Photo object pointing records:
"""
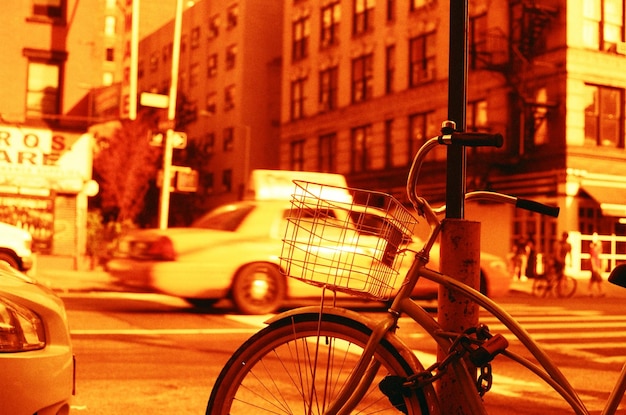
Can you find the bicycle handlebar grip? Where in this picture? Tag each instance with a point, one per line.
(473, 139)
(538, 207)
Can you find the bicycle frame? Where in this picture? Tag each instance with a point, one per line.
(544, 368)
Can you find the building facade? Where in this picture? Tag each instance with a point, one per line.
(365, 83)
(228, 91)
(50, 63)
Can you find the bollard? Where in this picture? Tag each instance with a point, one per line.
(460, 257)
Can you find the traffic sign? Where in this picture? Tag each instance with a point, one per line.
(179, 139)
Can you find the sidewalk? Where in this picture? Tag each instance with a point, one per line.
(610, 290)
(60, 275)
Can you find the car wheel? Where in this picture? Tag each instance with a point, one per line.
(258, 289)
(202, 302)
(9, 260)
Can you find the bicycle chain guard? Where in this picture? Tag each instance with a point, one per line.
(477, 343)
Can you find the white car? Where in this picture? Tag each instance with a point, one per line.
(36, 358)
(15, 247)
(233, 252)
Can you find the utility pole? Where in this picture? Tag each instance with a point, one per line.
(164, 207)
(460, 239)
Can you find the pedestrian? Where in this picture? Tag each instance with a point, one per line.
(595, 250)
(531, 259)
(562, 250)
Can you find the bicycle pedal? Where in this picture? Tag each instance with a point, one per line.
(393, 388)
(488, 350)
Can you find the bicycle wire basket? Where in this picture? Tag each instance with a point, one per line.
(345, 239)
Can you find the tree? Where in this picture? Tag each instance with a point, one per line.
(125, 164)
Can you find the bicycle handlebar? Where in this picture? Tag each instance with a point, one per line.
(472, 139)
(469, 140)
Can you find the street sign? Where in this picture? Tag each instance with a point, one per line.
(179, 139)
(148, 99)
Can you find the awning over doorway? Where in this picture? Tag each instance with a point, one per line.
(612, 200)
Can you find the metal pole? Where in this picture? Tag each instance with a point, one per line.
(457, 103)
(164, 206)
(460, 239)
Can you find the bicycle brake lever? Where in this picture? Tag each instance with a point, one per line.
(488, 350)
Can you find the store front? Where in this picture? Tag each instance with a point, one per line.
(45, 179)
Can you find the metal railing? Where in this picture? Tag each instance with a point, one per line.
(613, 253)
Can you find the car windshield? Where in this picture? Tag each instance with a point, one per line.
(224, 218)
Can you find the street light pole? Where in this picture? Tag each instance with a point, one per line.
(164, 206)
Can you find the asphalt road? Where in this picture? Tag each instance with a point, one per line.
(143, 353)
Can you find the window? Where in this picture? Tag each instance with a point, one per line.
(391, 10)
(298, 98)
(194, 75)
(331, 15)
(231, 56)
(362, 78)
(154, 62)
(389, 124)
(390, 68)
(327, 149)
(421, 59)
(208, 143)
(229, 139)
(603, 24)
(363, 19)
(212, 65)
(603, 116)
(296, 155)
(208, 182)
(418, 4)
(328, 88)
(211, 104)
(195, 37)
(227, 181)
(232, 17)
(477, 40)
(107, 78)
(49, 9)
(420, 127)
(301, 33)
(361, 146)
(229, 97)
(43, 92)
(109, 25)
(166, 53)
(214, 27)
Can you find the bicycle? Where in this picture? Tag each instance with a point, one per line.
(550, 283)
(331, 360)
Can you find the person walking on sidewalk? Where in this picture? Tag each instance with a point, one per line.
(595, 250)
(561, 251)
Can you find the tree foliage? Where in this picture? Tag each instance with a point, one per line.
(125, 164)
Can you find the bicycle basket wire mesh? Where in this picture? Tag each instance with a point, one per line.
(345, 239)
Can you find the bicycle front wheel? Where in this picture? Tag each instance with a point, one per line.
(566, 287)
(300, 364)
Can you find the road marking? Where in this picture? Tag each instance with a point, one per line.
(153, 332)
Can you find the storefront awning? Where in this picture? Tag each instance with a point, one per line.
(612, 200)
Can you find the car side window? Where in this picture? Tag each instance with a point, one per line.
(227, 219)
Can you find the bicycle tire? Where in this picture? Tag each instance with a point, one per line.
(540, 287)
(566, 287)
(272, 372)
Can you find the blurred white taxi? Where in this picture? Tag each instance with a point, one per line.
(233, 252)
(36, 359)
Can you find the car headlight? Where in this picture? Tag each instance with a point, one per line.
(20, 328)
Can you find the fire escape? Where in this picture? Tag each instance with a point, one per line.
(515, 55)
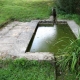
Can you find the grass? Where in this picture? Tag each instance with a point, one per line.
(22, 69)
(74, 17)
(24, 10)
(71, 59)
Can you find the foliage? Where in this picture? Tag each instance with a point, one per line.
(22, 69)
(68, 6)
(71, 59)
(24, 10)
(74, 17)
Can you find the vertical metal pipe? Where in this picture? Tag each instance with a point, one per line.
(54, 15)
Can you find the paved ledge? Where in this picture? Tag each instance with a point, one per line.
(15, 37)
(74, 27)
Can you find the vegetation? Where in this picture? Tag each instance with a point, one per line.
(68, 9)
(71, 59)
(24, 10)
(68, 6)
(22, 69)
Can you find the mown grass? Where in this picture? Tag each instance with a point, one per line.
(24, 10)
(74, 17)
(22, 69)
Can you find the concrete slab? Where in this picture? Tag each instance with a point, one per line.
(16, 36)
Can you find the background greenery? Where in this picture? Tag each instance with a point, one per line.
(24, 10)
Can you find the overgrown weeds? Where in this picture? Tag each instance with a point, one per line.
(71, 59)
(24, 10)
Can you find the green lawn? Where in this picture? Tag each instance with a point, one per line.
(24, 10)
(22, 69)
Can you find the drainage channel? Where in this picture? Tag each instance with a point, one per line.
(50, 38)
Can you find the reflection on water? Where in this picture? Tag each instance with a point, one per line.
(51, 39)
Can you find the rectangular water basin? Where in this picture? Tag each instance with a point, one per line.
(50, 38)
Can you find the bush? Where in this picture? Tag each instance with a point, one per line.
(68, 6)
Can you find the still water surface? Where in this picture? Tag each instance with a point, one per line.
(51, 38)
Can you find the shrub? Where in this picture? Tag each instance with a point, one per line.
(68, 6)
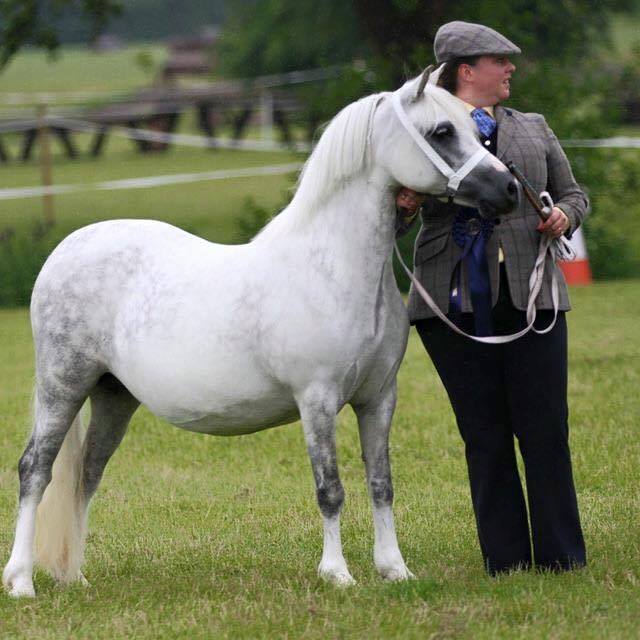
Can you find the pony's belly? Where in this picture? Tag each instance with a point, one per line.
(241, 419)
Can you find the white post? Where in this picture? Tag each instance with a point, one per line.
(266, 116)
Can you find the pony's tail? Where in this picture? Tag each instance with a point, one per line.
(61, 520)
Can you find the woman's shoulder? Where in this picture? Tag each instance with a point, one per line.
(524, 118)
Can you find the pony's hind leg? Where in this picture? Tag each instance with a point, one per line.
(52, 420)
(111, 409)
(318, 415)
(374, 422)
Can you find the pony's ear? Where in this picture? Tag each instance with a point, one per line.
(424, 78)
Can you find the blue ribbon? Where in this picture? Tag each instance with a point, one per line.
(471, 232)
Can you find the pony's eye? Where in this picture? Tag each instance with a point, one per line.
(443, 130)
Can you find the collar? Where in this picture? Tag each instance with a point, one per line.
(470, 108)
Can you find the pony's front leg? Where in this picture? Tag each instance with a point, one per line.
(374, 422)
(318, 415)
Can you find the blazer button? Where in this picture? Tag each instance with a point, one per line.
(473, 227)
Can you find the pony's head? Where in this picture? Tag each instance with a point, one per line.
(443, 122)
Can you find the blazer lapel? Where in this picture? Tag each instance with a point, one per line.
(506, 125)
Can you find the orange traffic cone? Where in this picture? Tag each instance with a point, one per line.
(578, 271)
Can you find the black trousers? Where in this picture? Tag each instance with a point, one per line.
(498, 391)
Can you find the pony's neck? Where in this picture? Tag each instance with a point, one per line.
(358, 219)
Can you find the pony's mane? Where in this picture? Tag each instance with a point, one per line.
(343, 152)
(442, 104)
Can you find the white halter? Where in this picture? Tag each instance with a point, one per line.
(547, 245)
(455, 177)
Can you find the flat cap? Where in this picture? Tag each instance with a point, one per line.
(461, 39)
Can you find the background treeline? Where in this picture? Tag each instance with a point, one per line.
(574, 69)
(571, 70)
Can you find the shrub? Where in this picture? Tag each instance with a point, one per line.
(22, 254)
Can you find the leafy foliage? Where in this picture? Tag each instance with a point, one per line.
(34, 22)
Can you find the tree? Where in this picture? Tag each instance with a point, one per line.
(34, 22)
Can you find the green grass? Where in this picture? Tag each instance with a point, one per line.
(208, 208)
(79, 69)
(193, 536)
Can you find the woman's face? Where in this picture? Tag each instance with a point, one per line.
(488, 81)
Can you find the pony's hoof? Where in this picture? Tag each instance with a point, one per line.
(337, 577)
(22, 591)
(396, 574)
(18, 583)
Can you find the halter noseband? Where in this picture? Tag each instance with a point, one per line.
(454, 177)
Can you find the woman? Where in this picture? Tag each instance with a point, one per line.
(520, 388)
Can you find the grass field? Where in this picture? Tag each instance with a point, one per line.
(193, 536)
(78, 69)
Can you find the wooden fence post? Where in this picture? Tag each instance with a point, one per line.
(45, 165)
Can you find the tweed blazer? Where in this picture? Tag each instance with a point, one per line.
(527, 140)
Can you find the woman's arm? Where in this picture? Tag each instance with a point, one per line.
(566, 192)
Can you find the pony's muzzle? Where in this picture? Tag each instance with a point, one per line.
(495, 192)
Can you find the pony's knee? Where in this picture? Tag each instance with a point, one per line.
(30, 479)
(330, 494)
(381, 491)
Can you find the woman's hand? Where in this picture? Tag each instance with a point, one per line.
(556, 224)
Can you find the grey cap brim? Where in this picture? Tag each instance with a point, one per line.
(459, 39)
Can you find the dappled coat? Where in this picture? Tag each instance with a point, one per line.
(526, 140)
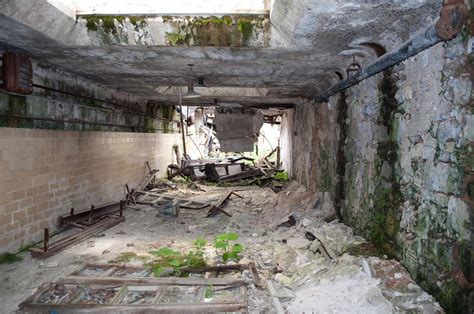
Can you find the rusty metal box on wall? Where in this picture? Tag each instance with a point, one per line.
(17, 73)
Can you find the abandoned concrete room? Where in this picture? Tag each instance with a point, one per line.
(260, 156)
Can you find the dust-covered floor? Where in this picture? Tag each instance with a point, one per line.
(303, 260)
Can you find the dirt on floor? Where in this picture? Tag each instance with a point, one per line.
(300, 250)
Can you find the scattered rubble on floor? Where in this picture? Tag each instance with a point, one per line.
(238, 169)
(301, 254)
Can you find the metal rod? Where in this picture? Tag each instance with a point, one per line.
(410, 48)
(453, 17)
(182, 122)
(45, 239)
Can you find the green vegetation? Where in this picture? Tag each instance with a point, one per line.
(281, 176)
(212, 30)
(229, 251)
(126, 257)
(168, 258)
(209, 293)
(9, 258)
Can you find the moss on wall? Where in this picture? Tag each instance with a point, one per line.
(213, 30)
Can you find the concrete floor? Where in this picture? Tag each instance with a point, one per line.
(304, 281)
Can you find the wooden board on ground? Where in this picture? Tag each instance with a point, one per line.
(132, 295)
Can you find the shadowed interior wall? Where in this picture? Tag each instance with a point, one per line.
(314, 137)
(409, 171)
(45, 173)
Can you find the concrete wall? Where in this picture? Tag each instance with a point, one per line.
(286, 144)
(314, 134)
(83, 111)
(409, 171)
(44, 173)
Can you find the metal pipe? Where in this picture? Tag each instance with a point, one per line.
(453, 17)
(182, 122)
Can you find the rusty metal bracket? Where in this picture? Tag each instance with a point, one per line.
"""
Exercise: Transcribe, word for word, every line from the one containing "Can you find the moss" through the final line of the entries, and nothing else.

Answer to this task:
Can you find the moss on wall? Where in this picture? Tag each instance with a point, one per line.
(213, 30)
Can you find the concrete floor? Where in this picture? Tag each instance with a point, one per line.
(304, 281)
Can you find the wooden board on ground? Where in this picture? Tag each instance with a point, one per line.
(132, 295)
Can you find the shadowed interior wall? Where in this picture? Tag each instance with a point, one per line.
(314, 137)
(409, 171)
(45, 173)
Can you find the concrete wall? Where in this picture? Tag each instance with a point, one per line.
(286, 144)
(314, 134)
(83, 111)
(409, 171)
(44, 173)
Can you find the metal pipe? Where in this picture? Tag each instance with a point, one per line.
(453, 17)
(182, 122)
Can you find the rusty metal bracket? Where in this picture? Tag each instance with a point, one per line.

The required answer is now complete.